EXTRAIT FOURNI:
-=-=-
Vous comprenez maintenant pourquoi l’idée qu’un journaliste utilise l’IA pour illustrer un article me fait dresser les cheveux sur la tête ?

Et on peut aussi parler de reconnaissance faciale sur l’espace public, etc… liberté, liberté chérie.

On me dit « ah mais, si tu voyais les images qu’on obtient, on n’a jamais vu ça ». Bah, allez donc vous nourrir l’esprit dans un musée d’art contemporain ou une galerie, vous serez surpris. Parce que l’IA n’invente rien, elle exécute des requêtes. Cela ne fait pas de l’IA un artiste, pas plus que ne l’est celui ou celle qui a écrit le « prompt » et qui a fait l’impasse sur l’étape : passer dix ans à observer le monde et à exercer sa main.

L’IA a été nourrie de ce qui a été publié sur internet, sans l’autorisation des artistes et sans qu’ils et elles soient rémunérés pour ça. L’IA produit des résultats grâce à ce vol. Ce n’est pas parce que des œuvres d’artistes sont présentes sur le net (par ex sur des blogs ou pinterest) que cela autorise des sociétés à piller ça pour fabriquer des images artificielles.
-=-=-
DÉTAILS DE L'EXERCICE:
D'après le texte sur l'IA et les images, répondez à chaque question :
(a) Où le texte conseille-t-il d'aller se nourrir l'esprit ?
(b) Quelle étape a sautée celui ou celle qui a écrit le « prompt » ?
(c) De quoi l'IA a-t-elle été nourrie ?
Les enregistrements viennent d'une autre source que l'extrait.
-=-=-
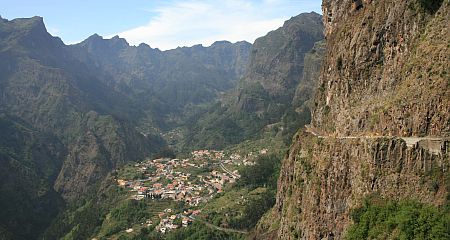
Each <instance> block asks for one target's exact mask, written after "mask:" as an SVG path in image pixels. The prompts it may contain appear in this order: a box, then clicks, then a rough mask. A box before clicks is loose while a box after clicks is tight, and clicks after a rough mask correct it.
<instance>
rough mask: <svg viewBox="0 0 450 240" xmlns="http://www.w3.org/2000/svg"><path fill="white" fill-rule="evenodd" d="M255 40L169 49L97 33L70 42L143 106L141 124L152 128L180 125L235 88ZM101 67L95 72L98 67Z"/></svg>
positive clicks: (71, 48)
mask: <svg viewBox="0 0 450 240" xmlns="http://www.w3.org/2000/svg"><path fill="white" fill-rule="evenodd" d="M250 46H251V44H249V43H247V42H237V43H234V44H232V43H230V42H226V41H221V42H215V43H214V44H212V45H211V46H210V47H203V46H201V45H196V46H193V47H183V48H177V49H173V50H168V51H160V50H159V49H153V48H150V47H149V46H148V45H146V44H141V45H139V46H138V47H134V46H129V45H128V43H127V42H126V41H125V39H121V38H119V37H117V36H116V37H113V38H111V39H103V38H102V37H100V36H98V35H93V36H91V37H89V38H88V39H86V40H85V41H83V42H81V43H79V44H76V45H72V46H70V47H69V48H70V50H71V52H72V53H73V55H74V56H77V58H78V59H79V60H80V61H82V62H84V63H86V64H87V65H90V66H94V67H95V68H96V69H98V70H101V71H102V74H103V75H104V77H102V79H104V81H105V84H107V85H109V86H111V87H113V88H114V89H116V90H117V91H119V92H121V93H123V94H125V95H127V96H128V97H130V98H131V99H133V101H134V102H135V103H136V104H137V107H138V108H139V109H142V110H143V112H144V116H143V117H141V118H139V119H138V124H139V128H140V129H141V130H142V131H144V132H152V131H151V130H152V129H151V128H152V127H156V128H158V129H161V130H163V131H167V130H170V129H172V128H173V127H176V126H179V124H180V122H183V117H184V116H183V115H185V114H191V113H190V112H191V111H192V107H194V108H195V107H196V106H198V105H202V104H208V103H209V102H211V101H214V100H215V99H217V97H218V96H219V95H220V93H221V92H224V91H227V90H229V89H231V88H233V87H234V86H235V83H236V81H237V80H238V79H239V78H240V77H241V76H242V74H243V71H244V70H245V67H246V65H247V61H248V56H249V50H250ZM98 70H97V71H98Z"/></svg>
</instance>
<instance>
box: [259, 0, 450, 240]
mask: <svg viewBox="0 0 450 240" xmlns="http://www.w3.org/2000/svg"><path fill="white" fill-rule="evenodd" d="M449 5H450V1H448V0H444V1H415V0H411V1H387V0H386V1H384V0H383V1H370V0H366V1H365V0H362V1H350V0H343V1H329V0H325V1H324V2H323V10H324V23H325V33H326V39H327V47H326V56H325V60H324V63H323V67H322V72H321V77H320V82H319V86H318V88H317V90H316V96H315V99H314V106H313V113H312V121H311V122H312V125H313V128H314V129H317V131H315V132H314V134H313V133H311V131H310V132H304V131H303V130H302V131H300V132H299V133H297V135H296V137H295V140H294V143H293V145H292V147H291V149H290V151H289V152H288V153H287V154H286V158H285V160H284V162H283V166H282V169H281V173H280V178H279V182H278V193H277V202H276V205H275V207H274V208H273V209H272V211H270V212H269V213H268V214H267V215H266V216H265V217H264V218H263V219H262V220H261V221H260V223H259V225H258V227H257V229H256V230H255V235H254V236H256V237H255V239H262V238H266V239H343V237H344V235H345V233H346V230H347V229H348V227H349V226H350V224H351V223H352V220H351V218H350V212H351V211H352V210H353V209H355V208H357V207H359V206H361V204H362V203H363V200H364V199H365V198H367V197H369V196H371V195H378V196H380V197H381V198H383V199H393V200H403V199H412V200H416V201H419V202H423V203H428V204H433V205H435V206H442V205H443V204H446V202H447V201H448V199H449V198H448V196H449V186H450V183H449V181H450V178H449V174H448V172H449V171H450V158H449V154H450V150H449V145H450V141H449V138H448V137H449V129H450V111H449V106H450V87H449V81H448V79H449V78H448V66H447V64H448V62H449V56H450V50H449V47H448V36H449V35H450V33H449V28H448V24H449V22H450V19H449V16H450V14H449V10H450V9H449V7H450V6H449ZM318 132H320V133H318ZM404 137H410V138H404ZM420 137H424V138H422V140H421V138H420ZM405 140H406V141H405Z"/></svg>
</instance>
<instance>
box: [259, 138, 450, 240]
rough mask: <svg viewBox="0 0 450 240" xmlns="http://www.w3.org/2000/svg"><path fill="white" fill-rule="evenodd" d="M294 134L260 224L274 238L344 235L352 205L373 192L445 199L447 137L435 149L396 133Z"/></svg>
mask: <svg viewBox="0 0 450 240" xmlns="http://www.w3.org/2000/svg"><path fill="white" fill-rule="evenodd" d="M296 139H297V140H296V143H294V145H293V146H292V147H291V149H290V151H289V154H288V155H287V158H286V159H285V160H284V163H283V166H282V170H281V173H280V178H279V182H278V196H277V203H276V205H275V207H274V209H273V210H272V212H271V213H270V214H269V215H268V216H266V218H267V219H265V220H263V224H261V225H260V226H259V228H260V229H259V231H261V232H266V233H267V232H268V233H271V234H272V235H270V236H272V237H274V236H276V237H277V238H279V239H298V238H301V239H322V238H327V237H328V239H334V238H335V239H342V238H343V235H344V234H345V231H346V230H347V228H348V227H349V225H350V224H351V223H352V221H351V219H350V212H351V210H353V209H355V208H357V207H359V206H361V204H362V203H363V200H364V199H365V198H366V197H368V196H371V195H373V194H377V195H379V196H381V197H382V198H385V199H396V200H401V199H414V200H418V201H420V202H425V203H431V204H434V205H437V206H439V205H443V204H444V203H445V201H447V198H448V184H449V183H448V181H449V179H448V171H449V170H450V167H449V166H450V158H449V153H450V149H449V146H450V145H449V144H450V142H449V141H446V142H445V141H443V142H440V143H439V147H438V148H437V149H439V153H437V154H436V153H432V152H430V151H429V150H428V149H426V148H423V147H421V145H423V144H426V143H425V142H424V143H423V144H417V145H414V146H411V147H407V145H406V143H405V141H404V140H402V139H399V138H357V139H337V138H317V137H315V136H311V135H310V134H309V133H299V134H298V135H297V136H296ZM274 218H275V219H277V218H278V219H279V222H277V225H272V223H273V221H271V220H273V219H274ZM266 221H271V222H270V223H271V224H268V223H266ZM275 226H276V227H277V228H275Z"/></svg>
-=-=-
RÉPONSE OBTENUE:
(a) Dans un musée d'art contemporain ou une galerie.
(b) Passer dix ans à observer le monde et à exercer sa main.
(c) De ce qui a été publié sur internet, sans l'autorisation des artistes et sans qu'ils et elles soient rémunérés.